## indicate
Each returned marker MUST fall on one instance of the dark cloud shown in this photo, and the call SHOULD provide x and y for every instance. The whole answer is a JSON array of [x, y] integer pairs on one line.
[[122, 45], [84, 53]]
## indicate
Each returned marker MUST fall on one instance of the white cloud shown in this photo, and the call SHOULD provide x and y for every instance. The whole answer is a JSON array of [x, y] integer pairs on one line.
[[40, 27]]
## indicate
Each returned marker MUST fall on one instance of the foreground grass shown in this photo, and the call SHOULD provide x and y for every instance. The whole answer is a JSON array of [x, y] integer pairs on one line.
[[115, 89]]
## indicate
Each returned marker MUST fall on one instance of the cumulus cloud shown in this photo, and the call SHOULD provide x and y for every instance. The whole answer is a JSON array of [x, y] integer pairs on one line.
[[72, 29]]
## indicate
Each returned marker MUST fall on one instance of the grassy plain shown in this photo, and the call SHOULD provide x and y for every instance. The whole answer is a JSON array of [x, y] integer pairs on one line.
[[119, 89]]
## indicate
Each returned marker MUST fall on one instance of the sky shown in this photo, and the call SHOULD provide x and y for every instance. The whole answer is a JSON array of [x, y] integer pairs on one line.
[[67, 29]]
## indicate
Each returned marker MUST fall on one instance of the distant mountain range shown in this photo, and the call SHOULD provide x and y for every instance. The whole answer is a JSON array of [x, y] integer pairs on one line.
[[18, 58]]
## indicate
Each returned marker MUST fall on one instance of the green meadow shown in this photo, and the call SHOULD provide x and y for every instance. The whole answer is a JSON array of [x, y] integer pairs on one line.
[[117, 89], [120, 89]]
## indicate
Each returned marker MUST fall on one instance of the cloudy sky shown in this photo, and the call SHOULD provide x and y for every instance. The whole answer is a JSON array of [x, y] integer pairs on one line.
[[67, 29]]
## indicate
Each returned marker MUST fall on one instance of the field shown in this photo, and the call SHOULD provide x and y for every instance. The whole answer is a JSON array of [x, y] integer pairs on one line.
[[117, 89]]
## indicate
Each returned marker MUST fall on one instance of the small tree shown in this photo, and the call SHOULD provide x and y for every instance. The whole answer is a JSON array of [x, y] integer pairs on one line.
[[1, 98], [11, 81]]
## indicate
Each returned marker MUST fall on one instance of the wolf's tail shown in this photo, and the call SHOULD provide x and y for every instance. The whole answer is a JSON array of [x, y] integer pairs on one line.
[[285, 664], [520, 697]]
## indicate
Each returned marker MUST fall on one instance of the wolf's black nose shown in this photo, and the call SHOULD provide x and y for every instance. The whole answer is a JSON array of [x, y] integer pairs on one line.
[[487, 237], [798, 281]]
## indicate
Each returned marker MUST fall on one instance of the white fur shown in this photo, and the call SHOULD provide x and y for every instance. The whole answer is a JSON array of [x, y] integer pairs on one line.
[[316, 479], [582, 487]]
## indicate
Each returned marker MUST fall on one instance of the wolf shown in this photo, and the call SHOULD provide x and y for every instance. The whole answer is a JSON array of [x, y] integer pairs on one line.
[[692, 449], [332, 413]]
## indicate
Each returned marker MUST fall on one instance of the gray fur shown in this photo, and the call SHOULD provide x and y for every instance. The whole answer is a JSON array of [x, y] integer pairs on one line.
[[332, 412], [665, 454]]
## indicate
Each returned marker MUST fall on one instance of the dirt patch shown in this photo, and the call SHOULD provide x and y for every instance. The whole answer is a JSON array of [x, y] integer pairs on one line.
::::::::::
WHAT THE EXERCISE ASKS ▸ Your task is to transcribe each record faithfully and in full.

RESPONSE TO THIS EXERCISE ▸
## indicate
Each returned marker MUST fall on one instance of the dark cloud shown in this photo, and the call SHOULD provide x and y for every instance. The whole answer is a JSON array of [x, y] integer pairs on one line.
[[122, 45], [84, 53]]
## indicate
Each returned marker MUST fall on one instance of the white cloud shown in this photo, and the call SHOULD provide x and y for every instance. The whole answer is a JSON array of [x, y] integer pairs on one line.
[[40, 27]]
## indicate
Each returned marker MUST fall on one instance of the foreground grass shown in this photo, and the call SHOULD provide x and y for every instance. The whole answer is a JSON array of [x, y] integer pairs on one line.
[[115, 89]]
## indicate
Each returned marker MUST fall on one instance of the cumulus cloud shown in this photo, and the call SHOULD provide x and y for every instance. The whole answer is a JSON array of [x, y] integer pairs on one line.
[[72, 29]]
## indicate
Each returned marker MUST fall on one instance of the grassy plain shown in this photo, and the call SHOULD provide x and y for every instance. The whole answer is a JSON array of [x, y] integer pairs on one line.
[[119, 89]]
## indicate
Each returned marker MUST fall on one instance of the sky shown in this photo, and the call SHOULD provide x and y for every instance. The whole answer is a JSON array of [x, y] integer pairs on one line.
[[67, 29]]
## indicate
Each returned marker MUST fall on one instance of the distant mountain range shown in this photo, and the call SHOULD provide x and y for every instance. The whole answer is a JSON array of [x, y] integer pairs on one line.
[[18, 58]]
## indicate
Each returned marker MUST fall on one instance of the green meadow shown in this photo, and the call SHOULD provide x and y for every instance. The whole answer is a JSON array of [x, y] integer pairs on one line.
[[117, 89], [120, 89]]
## indicate
Each returned marker MUST fall on one instance of the cloudy sky shown in this photo, and the call SHOULD provide x and y for every instance. The whole answer is a JSON array of [x, y] integer pairs on one line.
[[67, 29]]
## indicate
Each returned marker MUST fall on one instance of the field shown in this photo, and the call SHOULD provide x and y for every instance. The whole answer is a JSON array of [x, y] integer pairs on one line.
[[117, 89]]
## indicate
Each returned marker MUST fall on one instance of the small tree shown in this photo, and the call SHOULD provide x and y for every instance. The whole answer is a JSON array of [x, y] integer pairs on one line.
[[1, 98], [11, 81]]
## indicate
Each returned marker MUST fall on one instance of the wolf's tail shown in this photo, and the call SHOULD provide x and y for every instance. The whole answer is a JSON array of [x, y] integer pairs on one line.
[[285, 664], [520, 697]]
## indicate
Each returned marker MUST fall on one instance of the wolf's black nose shown in this photo, and the call SHOULD provide x and y for every instance. The whole answer is a JSON array of [x, y] integer pairs on one line.
[[487, 237], [798, 281]]
## indicate
Each returned marker MUST fall on one instance of the white fur shown in this photo, and the call SHOULD provide x and y for every instance. The whole answer is a JSON array of [x, y] integer pairs on one line.
[[316, 479], [582, 487]]
## indicate
Each returned marker MUST fall on one instance of the wolf shown in this photo, and the call SHOULD provide x and y for every instance. The whole answer is a JSON array of [x, y] integer pairs on one line.
[[692, 449], [332, 413]]
## indicate
Each returned marker MUST fall on one instance of the gray fur shown in this photo, and the call SHOULD provide x and y for every instance. The whole answer is a JSON array of [x, y] integer pairs on one line.
[[332, 412], [665, 454]]
## indicate
Each returned marker MUST fall on one instance of the dirt patch shown in this photo, and the call SHOULD provide x and y for every instance. The whole answer is a JSON array of [x, y] integer pairs on one line.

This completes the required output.